Sabemos de todos os grandes encantos que Salvador nos apresenta, a história, a cultura, a culinária, seu povo. Por outro lado, às vezes, o visitante, mesmo o soteropolitano, não se dá conta nem reconhece o valor das pequenas belezas, tais como: o vendedor de cafezinho com seu colorido carrinho pela cidade; os vendedores ambulantes nas praias, desde o tradicional picolé Capelinha ao suspeito queijo coalho. Uma em particular sinto uma enorme saudade...

As barracas das festas populares e do Carnaval, com suas mesas e cadeiras de madeira pintadas em mosaicos de cores diferentes que eram instaladas nas ruas. A escolha das cores muitas vezes era referência a cor do Orixá guia do seu proprietário. Não existem mais! Tudo agora é padronizado e isto parece roubar ou ocultar a alma das pessoas que ali trabalham. Outro dia encontrei um desses bancos na instalação de uma exposição no Farol Santander em São Paulo. Transcendi!

Mas, me perdoem meus conterrâneos, este texto não é para falar das pequenas belezas e sim para falar sobre os pequenos (ou grandes) detalhes que me irritam a cada reencontro anual com a minha cidade.

O trânsito

Alguns soteropolitanos parecem não entender que as faixas nas ruas e avenidas são para delimitar o espaço em que os carros devem ser conduzidos e não para conduzir sobre elas. Vemos todo o tempo pessoas conduzindo os seus carros sobre as faixas delimitadoras. Será que acreditam que elas seriam um guia central para condução?!

A seta! Se você quer mudar de faixa, melhor não sinalizar com a seta para a direita ou à esquerda. Parece que no momento que fazemos isto, o motorista ao lado entende como um desafio e começa a dificultar de todas as formas a sua entrada.

Por fim... Iremos sempre nos deparar com alguém dirigindo “costurando” como se fossem pilotos esportivos.

_Tarefa A_: Copie do texto sobre Salvador o trecho que vai de "Mas, me perdoem" até "central para condução?!", incluindo este último.
_Tarefa B_: Por favor, prossiga com o texto sobre Salvador a partir da última frase apresentada.
Os itens formam um material à parte, independente do texto sobre Salvador.

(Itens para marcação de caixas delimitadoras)

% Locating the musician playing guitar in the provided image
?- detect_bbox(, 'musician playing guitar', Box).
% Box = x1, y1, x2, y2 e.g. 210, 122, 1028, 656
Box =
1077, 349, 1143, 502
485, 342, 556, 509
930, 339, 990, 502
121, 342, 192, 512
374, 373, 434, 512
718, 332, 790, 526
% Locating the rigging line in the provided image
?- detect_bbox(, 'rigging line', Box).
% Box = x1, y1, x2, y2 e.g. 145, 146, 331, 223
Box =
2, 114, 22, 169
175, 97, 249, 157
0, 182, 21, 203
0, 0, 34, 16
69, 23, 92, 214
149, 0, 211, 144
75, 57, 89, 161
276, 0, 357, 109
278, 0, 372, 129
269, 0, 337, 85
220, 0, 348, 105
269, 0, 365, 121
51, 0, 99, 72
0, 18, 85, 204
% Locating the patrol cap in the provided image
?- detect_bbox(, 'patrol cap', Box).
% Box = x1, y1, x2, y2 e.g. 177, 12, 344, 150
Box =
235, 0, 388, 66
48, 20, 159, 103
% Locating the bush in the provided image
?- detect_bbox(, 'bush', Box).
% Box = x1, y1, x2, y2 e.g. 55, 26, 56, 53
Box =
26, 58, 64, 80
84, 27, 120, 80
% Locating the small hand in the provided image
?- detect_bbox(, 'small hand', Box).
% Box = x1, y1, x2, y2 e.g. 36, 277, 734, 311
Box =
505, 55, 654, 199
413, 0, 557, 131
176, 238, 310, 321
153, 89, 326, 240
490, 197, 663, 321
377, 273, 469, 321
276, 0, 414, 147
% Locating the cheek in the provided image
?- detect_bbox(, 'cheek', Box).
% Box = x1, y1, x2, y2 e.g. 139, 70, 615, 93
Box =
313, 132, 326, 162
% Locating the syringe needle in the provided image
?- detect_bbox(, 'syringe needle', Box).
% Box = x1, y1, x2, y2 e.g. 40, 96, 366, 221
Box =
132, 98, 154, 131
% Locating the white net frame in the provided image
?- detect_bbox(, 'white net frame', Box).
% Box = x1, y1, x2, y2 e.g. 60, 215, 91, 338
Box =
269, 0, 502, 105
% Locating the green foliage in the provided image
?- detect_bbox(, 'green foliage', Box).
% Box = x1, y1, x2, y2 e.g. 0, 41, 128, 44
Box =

_Resposta esperada A_:
Mas, me perdoem meus conterrâneos, este texto não é para falar das pequenas belezas e sim para falar sobre os pequenos (ou grandes) detalhes que me irritam a cada reencontro anual com a minha cidade.

O trânsito

Alguns soteropolitanos parecem não entender que as faixas nas ruas e avenidas são para delimitar o espaço em que os carros devem ser conduzidos e não para conduzir sobre elas. Vemos todo o tempo pessoas conduzindo os seus carros sobre as faixas delimitadoras. Será que acreditam que elas seriam um guia central para condução?!

_Resposta esperada B_:
O verde ou a falta dele

Na parte mais antiga da cidade vemos as construções convivendo harmoniosamente com o verde, com as árvores. Nas partes mais novas parece que o concreto virou inimigo total do verde. São erguidos prédios e mais prédios e em seu entorno, muitas vezes, não é plantada uma mísera árvore. O dito novo centro (entorno da Avenida Tancredo Neves) é um desastre paisagístico. Tão distante das arborizadas ruas do Comércio na Cidade Baixa e do Centro na Cidade Alta.

As obras concluídas e inacabadas, como os tão esperados viadutos da Rótula do Abacaxi é outro descaso com o verde. Uma grandiosa monstruosidade que serviu para desafogar o trânsito, mas esqueceu que, além dos veículos trafegando, também existem pessoas (para ser bem claro: seres humanos!) que circulam por ali. O seu entorno ficou completamente largado, totalmente desprovido de tratamento paisagístico, mesmo de simples calçadas. Um total desleixo!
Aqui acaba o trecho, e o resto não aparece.